Written task A => In the article on the Cookie Clearinghouse, what does Randall Rothenberg call the effort to decide which cookies should be blocked or allowed?

** start of Excerpt **

Interactive Advertising Bureau CEO Randall Rothenberg calls the effort to determine which cookies should be blocked or allowed a “Kangaroo Cookie Court” that will hurt small Internet publishers.
The Center for Internet and Society at Stanford Law School is working with Mozilla on a project called the Cookie Clearinghouse to try to improve Internet privacy controls.
The Interactive Advertising Bureau, a group that represents hundreds of Internet advertisers, has attacked Mozilla’s involvement in a Stanford Law School privacy project to judge whether individual Web sites can be trusted to set behavior-tracking browser cookies.
The IAB doesn’t like the Cookie Clearninghouse, which Stanford’s Center for Internet and Society and Mozilla announced on June 19. The project aims to rate individual to bring privacy ratings for browser cookies — the small text files that Web site operators can store on people’s computers. Cookies can be useful for remembering that you’re logged into a site or for not showing you the same ad over and over, but they can also track behavior across the Web so advertisers see what Web sites you’ve been visiting.

** end of Excerpt **
** start of Task data **

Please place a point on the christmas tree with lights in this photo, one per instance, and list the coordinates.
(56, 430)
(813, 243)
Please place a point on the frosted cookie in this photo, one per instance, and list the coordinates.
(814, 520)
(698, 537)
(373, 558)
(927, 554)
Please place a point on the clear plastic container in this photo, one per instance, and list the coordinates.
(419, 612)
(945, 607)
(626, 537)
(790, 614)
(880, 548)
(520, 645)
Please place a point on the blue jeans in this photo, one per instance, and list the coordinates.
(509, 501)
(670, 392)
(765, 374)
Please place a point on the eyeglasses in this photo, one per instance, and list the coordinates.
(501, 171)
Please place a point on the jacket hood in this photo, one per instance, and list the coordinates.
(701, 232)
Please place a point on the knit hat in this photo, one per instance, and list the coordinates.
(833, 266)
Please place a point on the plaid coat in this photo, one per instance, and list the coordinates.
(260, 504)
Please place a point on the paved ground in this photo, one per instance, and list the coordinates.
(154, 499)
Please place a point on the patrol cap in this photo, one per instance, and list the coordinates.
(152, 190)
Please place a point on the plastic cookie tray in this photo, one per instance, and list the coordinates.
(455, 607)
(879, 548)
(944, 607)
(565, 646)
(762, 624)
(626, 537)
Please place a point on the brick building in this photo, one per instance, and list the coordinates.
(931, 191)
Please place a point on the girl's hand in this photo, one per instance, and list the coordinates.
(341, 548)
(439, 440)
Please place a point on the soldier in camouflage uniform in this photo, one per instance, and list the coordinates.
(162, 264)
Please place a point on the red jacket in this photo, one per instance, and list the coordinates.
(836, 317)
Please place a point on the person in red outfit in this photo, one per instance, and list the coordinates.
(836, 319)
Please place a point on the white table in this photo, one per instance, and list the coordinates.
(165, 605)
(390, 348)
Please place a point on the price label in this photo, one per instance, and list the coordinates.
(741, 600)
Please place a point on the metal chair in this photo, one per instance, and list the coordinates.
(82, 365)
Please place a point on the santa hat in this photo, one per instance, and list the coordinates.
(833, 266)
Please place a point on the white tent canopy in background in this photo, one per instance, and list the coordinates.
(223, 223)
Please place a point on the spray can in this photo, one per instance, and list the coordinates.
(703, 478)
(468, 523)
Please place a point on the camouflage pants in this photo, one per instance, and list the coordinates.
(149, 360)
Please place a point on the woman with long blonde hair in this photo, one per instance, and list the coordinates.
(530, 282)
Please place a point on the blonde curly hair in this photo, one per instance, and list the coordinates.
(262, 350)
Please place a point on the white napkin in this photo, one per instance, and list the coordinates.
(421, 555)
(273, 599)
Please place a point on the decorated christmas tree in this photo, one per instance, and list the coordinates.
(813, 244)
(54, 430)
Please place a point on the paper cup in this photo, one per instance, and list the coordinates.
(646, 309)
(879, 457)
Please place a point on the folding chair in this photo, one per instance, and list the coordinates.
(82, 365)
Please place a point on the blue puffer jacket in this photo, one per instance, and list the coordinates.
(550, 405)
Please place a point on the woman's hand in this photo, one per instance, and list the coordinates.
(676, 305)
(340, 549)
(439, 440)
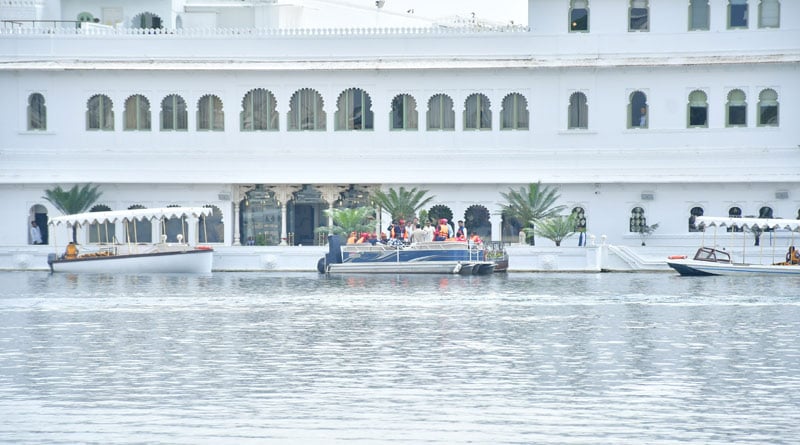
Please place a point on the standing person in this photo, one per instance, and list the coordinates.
(36, 233)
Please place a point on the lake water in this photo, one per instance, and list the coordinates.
(252, 358)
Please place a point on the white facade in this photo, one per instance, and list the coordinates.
(662, 164)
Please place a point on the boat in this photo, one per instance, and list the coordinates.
(132, 256)
(716, 261)
(436, 257)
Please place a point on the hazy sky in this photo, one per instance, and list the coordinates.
(502, 11)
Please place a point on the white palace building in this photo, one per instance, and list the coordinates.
(272, 111)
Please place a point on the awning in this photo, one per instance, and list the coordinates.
(114, 216)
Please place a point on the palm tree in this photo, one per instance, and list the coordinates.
(347, 220)
(402, 204)
(527, 205)
(556, 228)
(76, 200)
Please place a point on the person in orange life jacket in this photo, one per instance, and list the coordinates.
(461, 231)
(442, 231)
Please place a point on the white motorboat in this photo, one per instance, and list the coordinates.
(133, 257)
(714, 261)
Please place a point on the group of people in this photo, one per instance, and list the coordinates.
(401, 232)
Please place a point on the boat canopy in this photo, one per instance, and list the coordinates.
(130, 215)
(748, 223)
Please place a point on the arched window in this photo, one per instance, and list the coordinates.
(768, 108)
(698, 109)
(138, 231)
(210, 116)
(737, 14)
(639, 15)
(441, 115)
(146, 20)
(514, 115)
(579, 15)
(698, 15)
(637, 110)
(737, 109)
(210, 228)
(404, 113)
(354, 110)
(693, 214)
(579, 216)
(306, 111)
(578, 111)
(769, 14)
(477, 115)
(101, 232)
(137, 113)
(174, 114)
(37, 112)
(100, 113)
(259, 111)
(734, 212)
(638, 222)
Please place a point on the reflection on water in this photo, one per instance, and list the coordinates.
(304, 358)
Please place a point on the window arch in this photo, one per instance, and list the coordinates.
(698, 15)
(514, 115)
(174, 114)
(768, 108)
(146, 20)
(441, 115)
(137, 113)
(734, 212)
(639, 15)
(693, 214)
(579, 15)
(210, 115)
(100, 113)
(769, 14)
(404, 113)
(306, 111)
(101, 232)
(354, 110)
(578, 114)
(737, 14)
(698, 109)
(258, 111)
(637, 110)
(37, 112)
(138, 231)
(477, 115)
(737, 109)
(210, 227)
(638, 222)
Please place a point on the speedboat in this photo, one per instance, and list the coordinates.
(132, 256)
(715, 261)
(436, 257)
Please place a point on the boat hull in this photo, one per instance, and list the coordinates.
(700, 268)
(196, 261)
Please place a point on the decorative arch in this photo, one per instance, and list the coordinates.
(354, 110)
(259, 111)
(211, 228)
(38, 214)
(515, 114)
(146, 20)
(100, 113)
(404, 114)
(477, 112)
(477, 219)
(441, 114)
(306, 111)
(136, 115)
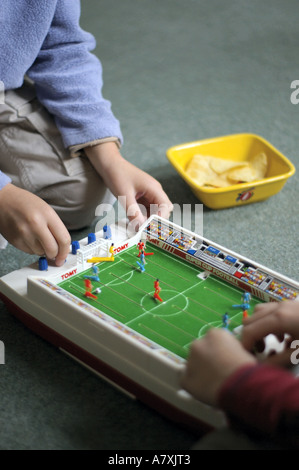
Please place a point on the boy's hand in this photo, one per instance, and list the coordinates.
(211, 361)
(31, 225)
(277, 318)
(126, 180)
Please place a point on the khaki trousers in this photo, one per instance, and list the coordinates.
(33, 156)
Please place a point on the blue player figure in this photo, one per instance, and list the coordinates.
(225, 321)
(246, 297)
(141, 262)
(95, 276)
(107, 232)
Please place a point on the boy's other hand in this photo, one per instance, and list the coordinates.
(31, 225)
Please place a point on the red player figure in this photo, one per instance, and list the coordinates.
(157, 290)
(141, 247)
(88, 287)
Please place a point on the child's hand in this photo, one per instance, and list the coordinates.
(277, 318)
(211, 361)
(31, 225)
(126, 180)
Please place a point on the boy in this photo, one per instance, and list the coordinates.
(59, 140)
(260, 400)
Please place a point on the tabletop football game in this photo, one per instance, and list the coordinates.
(129, 308)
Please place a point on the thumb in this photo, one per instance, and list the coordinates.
(136, 213)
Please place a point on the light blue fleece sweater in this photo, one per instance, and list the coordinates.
(43, 40)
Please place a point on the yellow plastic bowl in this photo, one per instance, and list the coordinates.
(238, 147)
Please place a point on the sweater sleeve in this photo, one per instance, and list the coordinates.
(265, 400)
(4, 180)
(68, 80)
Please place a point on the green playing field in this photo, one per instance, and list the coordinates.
(191, 303)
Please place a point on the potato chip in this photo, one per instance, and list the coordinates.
(255, 171)
(217, 172)
(220, 165)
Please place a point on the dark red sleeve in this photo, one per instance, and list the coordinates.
(264, 399)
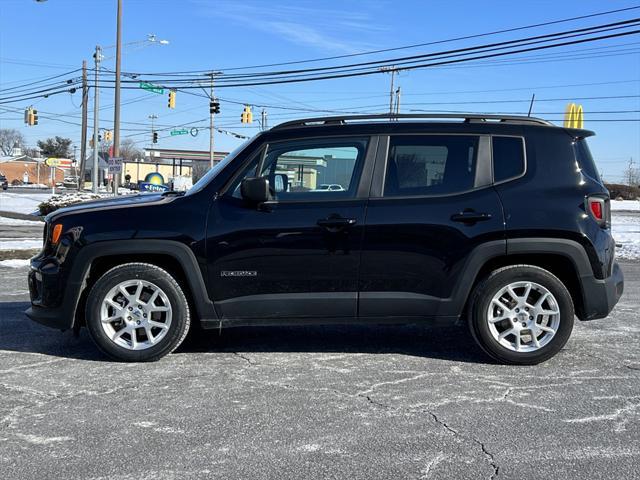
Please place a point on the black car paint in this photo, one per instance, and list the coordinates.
(403, 259)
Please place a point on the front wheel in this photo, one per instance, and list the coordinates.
(137, 312)
(521, 315)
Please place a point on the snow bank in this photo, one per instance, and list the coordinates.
(14, 263)
(20, 243)
(66, 199)
(22, 202)
(626, 231)
(629, 205)
(4, 221)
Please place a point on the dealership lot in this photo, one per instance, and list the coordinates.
(319, 402)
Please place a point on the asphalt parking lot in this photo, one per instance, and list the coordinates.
(319, 402)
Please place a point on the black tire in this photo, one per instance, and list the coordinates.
(180, 321)
(481, 299)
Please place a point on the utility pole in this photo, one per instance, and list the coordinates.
(263, 120)
(152, 117)
(96, 123)
(83, 133)
(392, 70)
(211, 115)
(116, 107)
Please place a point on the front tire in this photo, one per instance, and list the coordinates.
(137, 312)
(521, 315)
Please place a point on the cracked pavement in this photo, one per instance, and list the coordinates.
(319, 402)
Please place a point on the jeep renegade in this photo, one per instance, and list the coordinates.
(499, 220)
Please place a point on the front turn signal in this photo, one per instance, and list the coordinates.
(55, 234)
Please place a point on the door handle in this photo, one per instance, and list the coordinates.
(336, 222)
(470, 217)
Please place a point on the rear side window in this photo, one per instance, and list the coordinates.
(430, 165)
(585, 160)
(508, 158)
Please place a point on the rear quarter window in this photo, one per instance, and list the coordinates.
(585, 159)
(508, 158)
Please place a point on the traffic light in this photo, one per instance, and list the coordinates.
(31, 116)
(91, 140)
(246, 116)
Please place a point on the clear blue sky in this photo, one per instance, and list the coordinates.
(43, 39)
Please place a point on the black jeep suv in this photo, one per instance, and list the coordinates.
(500, 220)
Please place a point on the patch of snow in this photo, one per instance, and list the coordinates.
(22, 202)
(17, 221)
(20, 243)
(626, 231)
(14, 263)
(629, 205)
(309, 448)
(39, 440)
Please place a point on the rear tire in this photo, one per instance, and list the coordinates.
(137, 312)
(521, 315)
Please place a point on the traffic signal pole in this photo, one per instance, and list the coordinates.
(83, 133)
(96, 123)
(116, 107)
(211, 117)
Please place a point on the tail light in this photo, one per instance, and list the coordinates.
(599, 209)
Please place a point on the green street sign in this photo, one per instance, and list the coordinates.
(150, 87)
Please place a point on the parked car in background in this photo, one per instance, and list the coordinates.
(329, 188)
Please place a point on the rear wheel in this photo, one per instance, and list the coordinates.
(521, 314)
(137, 312)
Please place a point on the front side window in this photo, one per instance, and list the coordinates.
(430, 165)
(311, 170)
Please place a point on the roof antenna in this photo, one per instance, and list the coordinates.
(533, 97)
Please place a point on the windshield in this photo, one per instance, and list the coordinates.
(217, 168)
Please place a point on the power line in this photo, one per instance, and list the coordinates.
(405, 47)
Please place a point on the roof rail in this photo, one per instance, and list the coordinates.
(466, 117)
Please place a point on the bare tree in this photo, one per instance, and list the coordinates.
(9, 138)
(129, 151)
(55, 147)
(631, 175)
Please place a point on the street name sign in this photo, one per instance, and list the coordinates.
(115, 164)
(150, 87)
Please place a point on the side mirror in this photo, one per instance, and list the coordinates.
(281, 182)
(255, 190)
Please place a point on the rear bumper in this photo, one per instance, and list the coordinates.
(600, 296)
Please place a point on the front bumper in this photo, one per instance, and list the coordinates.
(600, 296)
(53, 297)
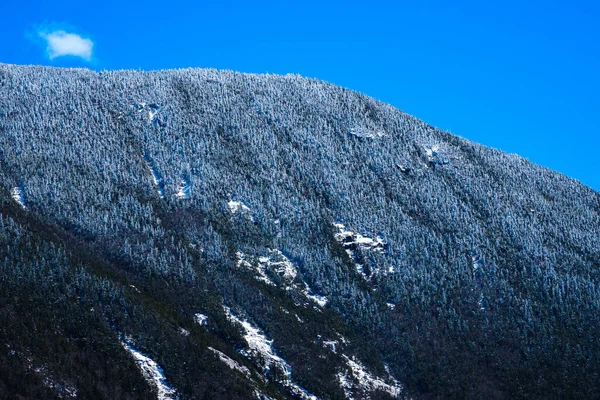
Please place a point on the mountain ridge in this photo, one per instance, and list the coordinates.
(449, 269)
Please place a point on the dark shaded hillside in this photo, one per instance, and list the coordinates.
(190, 217)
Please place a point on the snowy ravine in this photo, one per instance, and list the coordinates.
(153, 373)
(353, 242)
(231, 363)
(260, 349)
(17, 195)
(276, 263)
(366, 382)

** end of Task data **

Written task B => Return every line of the rows that contains the word "green", with case counting.

Written answer A => A "Kangaroo Cookie Court."

Written answer B =>
Please place a point on the green playing field in this photo, one per instance, and list the coordinates.
Please place a point on the green street sign in this photo, one per instance, and list the coordinates.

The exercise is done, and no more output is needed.